## Quoted passage
Flowbee Latest Trademark Owner to Sue Google–Flowbee v. Google
By Eric Goldman
Flowbee International, Inc. v. Google, Inc., 2:09-cv-00199 (S.D Tex. complaint filed Aug. 13, 2009) [NB: the complaint is split into 2 PDFs totaling 8+ MB]
After the Jurin and Ascentive lawsuits against Google dissolved, the Google lawsuit tally is once again on the rise. Flowbee is the latest trademark owner to line up against Google. This brings the total number of AdWords lawsuits against Google back up to 8.
I can’t do a redline comparison to see how much of this complaint is a clone-and-revise, but I definitely recognized a lot of language from American Airlines’ complaints against Google and Yahoo. Most conspicuously, this complaint ripped off the stock Gibson Dunn apology (in Para. 6) that Flowbee “does not bring this lawsuit lightly.” It appears that this catchphrase has become the equivalent of the American flag lapel pin for politicians–you have to wear it or else you are clearly anti-American. Similarly, it seems like the emerging trend is that if you don’t declare your heavy heart for suing the beloved Google, by negative inference you clearly must be engaged in litigation frivolity. I wonder how Gibson Dunn feels that another law firm is invoking its catchphrase.

## Provided material
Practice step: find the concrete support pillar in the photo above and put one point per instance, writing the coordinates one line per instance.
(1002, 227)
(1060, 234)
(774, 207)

## Task requirements
1. According to the Flowbee lawsuit post, how many AdWords lawsuits against Google are there after Flowbee's filing?
2. Using the Flowbee lawsuit post, explain why the count of lawsuits against Google is described as rising again.

## Answers to the exercise
1. Eight.

2. The Jurin and Ascentive lawsuits against Google had dissolved, which lowered the count. Flowbee then filed its complaint as the latest trademark owner to sue, bringing the number of AdWords lawsuits against Google back up to 8.